▸ EXERCISE
Rewrite the part of the records below that opens with the line containing "The service MUST return one point per instance of the charlton" and closes with the line containing "pixel 789 375" as a JSON list of strings, one per line, leaving out blank lines.

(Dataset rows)
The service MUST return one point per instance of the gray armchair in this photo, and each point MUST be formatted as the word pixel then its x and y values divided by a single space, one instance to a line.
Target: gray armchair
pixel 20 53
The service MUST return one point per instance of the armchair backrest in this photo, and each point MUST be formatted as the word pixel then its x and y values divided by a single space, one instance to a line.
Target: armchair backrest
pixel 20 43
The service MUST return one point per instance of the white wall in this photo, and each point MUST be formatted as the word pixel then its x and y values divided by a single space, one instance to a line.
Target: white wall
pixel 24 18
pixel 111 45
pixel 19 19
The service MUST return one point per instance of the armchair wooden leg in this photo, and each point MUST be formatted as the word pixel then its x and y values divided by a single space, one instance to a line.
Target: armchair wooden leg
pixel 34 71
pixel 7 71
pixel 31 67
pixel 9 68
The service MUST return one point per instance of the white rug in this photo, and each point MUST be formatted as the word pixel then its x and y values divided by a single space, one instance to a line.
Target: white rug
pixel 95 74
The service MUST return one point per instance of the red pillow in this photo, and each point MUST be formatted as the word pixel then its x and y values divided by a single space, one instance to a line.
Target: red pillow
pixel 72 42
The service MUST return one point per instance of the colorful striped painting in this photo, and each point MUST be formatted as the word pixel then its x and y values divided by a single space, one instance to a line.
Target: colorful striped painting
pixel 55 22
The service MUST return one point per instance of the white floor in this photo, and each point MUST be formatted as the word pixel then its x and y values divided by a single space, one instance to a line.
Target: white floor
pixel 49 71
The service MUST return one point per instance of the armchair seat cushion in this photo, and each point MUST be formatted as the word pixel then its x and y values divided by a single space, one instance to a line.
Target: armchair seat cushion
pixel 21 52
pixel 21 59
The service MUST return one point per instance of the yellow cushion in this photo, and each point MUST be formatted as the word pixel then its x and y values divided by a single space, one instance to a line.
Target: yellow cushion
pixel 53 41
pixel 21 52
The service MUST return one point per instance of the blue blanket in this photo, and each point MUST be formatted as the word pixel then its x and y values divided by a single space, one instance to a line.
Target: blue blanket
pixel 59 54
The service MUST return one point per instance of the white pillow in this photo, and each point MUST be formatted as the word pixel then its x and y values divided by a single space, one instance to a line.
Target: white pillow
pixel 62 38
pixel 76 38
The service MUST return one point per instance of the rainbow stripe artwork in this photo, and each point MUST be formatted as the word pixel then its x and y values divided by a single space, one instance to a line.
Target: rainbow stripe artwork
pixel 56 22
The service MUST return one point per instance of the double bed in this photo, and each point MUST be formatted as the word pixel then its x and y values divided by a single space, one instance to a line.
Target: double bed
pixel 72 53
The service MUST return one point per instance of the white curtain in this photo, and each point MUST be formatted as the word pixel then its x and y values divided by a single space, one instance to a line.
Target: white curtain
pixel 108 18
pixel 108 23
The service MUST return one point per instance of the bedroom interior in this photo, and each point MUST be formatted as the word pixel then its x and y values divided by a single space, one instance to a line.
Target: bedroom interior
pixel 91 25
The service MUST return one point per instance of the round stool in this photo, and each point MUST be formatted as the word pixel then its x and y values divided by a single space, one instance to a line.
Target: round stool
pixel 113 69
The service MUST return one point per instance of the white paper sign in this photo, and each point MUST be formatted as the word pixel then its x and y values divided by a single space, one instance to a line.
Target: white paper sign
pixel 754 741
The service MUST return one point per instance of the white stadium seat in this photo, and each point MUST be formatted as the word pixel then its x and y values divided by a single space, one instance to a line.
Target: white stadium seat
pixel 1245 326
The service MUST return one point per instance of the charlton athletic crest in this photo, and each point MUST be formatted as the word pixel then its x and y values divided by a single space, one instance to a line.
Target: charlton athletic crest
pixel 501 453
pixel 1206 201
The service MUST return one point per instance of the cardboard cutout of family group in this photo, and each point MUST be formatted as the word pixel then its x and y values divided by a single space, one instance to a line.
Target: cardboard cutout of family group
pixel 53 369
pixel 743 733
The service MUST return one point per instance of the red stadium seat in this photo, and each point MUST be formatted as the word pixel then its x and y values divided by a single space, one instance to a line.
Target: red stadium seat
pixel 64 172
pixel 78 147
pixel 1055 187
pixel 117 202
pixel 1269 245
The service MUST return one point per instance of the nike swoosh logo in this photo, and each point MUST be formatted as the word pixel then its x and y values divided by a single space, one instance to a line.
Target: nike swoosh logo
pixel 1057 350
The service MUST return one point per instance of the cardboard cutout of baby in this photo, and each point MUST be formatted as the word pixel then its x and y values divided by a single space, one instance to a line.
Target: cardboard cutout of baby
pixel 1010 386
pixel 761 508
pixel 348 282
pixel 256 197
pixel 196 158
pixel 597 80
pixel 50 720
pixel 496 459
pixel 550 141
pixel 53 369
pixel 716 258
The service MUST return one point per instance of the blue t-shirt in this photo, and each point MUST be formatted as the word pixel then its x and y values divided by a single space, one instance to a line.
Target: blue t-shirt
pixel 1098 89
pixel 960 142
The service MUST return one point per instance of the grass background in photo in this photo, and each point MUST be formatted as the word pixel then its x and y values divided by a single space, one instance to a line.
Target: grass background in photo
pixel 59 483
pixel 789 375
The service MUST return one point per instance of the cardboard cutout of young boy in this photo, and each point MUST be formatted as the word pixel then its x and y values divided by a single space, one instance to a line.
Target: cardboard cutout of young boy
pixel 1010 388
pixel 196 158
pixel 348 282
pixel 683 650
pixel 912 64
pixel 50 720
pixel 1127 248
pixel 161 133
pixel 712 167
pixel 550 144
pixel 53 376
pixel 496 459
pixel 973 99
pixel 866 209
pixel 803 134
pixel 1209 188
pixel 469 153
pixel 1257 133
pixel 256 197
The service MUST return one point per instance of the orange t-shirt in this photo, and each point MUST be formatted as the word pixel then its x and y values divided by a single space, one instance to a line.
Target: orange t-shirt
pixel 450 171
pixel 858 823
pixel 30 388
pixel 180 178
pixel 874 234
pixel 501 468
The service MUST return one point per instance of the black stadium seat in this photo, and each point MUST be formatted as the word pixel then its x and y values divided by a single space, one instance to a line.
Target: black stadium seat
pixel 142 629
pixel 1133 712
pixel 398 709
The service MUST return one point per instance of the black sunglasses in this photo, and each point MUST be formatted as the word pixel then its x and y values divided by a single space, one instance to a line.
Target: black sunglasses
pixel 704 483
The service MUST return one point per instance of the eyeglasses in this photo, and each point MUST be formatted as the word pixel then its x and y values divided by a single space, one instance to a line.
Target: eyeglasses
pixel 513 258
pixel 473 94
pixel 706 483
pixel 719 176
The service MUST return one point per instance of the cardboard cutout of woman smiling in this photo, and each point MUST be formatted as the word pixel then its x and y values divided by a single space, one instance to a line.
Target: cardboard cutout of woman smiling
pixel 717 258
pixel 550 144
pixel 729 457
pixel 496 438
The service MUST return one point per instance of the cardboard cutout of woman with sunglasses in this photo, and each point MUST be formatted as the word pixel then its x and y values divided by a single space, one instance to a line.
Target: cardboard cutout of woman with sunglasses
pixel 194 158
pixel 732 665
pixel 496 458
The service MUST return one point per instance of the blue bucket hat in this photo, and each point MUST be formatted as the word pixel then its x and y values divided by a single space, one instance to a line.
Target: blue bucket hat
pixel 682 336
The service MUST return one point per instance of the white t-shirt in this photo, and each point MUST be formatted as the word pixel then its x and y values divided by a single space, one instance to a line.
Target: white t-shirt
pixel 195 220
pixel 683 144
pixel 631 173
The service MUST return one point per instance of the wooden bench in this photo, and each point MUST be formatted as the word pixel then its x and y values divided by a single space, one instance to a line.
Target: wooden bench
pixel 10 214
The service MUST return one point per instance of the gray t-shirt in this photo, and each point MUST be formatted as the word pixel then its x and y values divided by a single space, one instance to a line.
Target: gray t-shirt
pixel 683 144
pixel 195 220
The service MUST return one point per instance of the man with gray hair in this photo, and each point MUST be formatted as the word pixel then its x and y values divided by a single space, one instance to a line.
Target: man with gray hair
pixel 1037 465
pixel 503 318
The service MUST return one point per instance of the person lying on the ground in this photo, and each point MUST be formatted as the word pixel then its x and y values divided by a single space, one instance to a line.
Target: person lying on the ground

▸ FINISHED ANSWER
[
  "The service MUST return one point per instance of the charlton athletic crest in this photo, and each point MUST be formatted as the word pixel then its x and y values divided by a single space, one instance to a line.",
  "Target: charlton athletic crest",
  "pixel 501 453",
  "pixel 1206 201",
  "The service MUST return one point per instance of the cardboard cutout of family group in this photo, and each point MUST be formatted as the word pixel then its x and y values divided by a single space, one instance to a line.",
  "Target: cardboard cutout of family group",
  "pixel 53 369",
  "pixel 743 733",
  "The service MUST return one point per instance of the red stadium seat in this photo, and each point MUST be formatted as the word pixel then its x and y values divided by a single space, one instance to a line.",
  "Target: red stadium seat",
  "pixel 64 172",
  "pixel 78 147",
  "pixel 1055 187",
  "pixel 117 202",
  "pixel 1269 245",
  "The service MUST return one point per instance of the nike swoosh logo in this photo, and each point MUST be formatted as the word pixel then its x and y values divided by a single space, one instance to a line.",
  "Target: nike swoosh logo",
  "pixel 1057 350",
  "The service MUST return one point per instance of the cardboard cutout of baby in this photo, and each point MUST be formatted as the word pixel then its x and y values divided by a single space, one instance to a line.",
  "Target: cardboard cutout of baby",
  "pixel 1010 386",
  "pixel 761 508",
  "pixel 348 282",
  "pixel 256 197",
  "pixel 196 158",
  "pixel 597 80",
  "pixel 50 720",
  "pixel 496 459",
  "pixel 550 141",
  "pixel 53 369",
  "pixel 716 258",
  "The service MUST return one point per instance of the blue t-shirt in this photo, and each point MUST be formatted as the word pixel then its x and y values divided by a single space, one instance to a line.",
  "Target: blue t-shirt",
  "pixel 1098 89",
  "pixel 960 142",
  "The service MUST return one point per instance of the grass background in photo in this photo, and each point MUST be formatted as the word pixel then its x and y values divided by a single space, one instance to a line.",
  "Target: grass background in photo",
  "pixel 59 483",
  "pixel 789 375"
]